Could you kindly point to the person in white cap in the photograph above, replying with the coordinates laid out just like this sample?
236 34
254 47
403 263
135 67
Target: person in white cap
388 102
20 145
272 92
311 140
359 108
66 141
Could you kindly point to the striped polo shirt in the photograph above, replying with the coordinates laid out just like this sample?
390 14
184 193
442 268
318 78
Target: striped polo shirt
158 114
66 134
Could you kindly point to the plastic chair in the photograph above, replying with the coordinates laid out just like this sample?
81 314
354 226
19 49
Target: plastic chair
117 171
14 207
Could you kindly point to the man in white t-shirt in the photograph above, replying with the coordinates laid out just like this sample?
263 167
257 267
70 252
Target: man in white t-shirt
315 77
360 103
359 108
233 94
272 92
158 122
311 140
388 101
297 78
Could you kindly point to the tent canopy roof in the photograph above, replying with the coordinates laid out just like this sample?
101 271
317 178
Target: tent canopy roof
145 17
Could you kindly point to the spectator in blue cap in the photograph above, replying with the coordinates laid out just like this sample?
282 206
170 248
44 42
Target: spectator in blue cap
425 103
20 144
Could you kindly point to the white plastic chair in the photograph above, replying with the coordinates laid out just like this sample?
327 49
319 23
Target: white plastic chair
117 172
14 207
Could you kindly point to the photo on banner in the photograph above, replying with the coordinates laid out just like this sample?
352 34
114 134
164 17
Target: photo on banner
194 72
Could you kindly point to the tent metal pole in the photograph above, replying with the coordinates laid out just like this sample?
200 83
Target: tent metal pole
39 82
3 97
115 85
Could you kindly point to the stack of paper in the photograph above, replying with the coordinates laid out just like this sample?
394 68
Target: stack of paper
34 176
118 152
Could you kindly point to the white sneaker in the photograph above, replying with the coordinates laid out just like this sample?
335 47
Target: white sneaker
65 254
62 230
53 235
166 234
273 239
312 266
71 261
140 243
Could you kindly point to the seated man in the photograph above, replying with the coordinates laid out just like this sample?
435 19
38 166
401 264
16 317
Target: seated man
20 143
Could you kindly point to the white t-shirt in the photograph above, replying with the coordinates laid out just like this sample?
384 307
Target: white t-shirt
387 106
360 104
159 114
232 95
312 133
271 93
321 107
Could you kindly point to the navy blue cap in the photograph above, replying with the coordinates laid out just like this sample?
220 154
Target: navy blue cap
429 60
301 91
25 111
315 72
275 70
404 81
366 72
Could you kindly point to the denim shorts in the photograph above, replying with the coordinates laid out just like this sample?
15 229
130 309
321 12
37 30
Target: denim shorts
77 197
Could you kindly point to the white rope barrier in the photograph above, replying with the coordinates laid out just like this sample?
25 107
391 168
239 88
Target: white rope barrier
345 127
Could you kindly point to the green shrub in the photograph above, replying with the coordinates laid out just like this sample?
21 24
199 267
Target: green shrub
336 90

Problem details: The material is to be given again in full and without variation.

Solution to this task:
Could you kindly point to the person in white cap in the photograph above, replying with the coordinates laid out just like this sample?
236 34
254 47
403 263
135 67
Target: person in white cap
388 102
20 145
272 92
311 140
359 108
66 141
Could you kindly point to the striped polo shirt in the photograph above, replying with the coordinates laid out just like this sample?
390 14
184 193
442 268
318 78
Target: striped polo shirt
158 114
66 134
Could you kindly point to the plastic chair in the photograph above, replying with the coordinates laid out just like this sample?
81 314
354 226
19 49
Target: plastic chair
117 171
14 207
Could you kindly point to the man in white t-shirt in the photograph above, replying with the coordinates laid out just like this sample?
263 167
257 267
70 252
Target: man in white t-shirt
315 77
360 103
359 108
233 94
272 92
158 122
311 140
388 101
297 78
Could you kindly point to the tent canopy roof in the photograph above, replying with the coordinates laid out just like this sample?
101 271
317 178
Target: tent canopy roof
145 17
Could you kindly point to the spectator in blue cap in the photograph above, replying with the coordinates laid out just like this sample?
282 206
170 248
44 42
Target: spectator in blue cap
425 103
20 144
Could you kindly point to the white plastic chair in the photograph above, replying with the coordinates laid out just like this sample?
327 49
319 23
Target: white plastic chair
117 172
14 207
Could you kindly point to the photo on banner in the photograph above, replying with the coordinates laid out just like this sample?
352 34
114 134
164 17
Target: photo on banner
194 72
Could you kindly point to the tent metal pole in the photograph above, replying with the coordinates laid out just like this sample?
200 83
Target: tent metal pole
39 82
3 97
115 85
Could you kindly point to the stack of paper in the photograph above, replying with the coordinates laid out just like this sample?
394 68
Target: stack of paper
34 176
118 152
Could you kindly point to the white sneaker in the photograph above, replying with the coordinates laid out just like this sample?
335 47
Target: white sneaker
65 254
62 230
53 235
166 234
273 239
312 266
71 261
140 243
Could you kindly point to the seated man in the photograph above, replying with the coordinates laid out just like this sample?
435 19
38 166
401 264
16 317
Target: seated man
20 143
Could you kindly point to the white t-shirt in the photograph above, replying with the coordinates laid out just like this sample?
384 307
Target: white t-shirt
387 106
360 104
159 114
232 95
312 133
271 93
321 107
Could you kindly point to the navy blue cap in the photograph above, replying with the coordinates laid out just like this sample?
220 154
Target: navy blue cap
429 60
301 91
25 111
315 72
275 70
404 81
366 72
Could you kindly point to the denim shorts in the photograph above, replying with the coordinates laid out just like this sample?
15 229
130 309
321 12
37 30
Target: denim shorts
77 197
Could you kindly point to the white rope barrier in the photograph above, replying with the coordinates laid out just like this sample?
25 107
391 168
239 88
Target: white rope barrier
345 127
Could you kindly point to the green shrub in the photograph above, replying with the coordinates laid out just like this sample?
21 24
199 267
Target: green shrub
336 90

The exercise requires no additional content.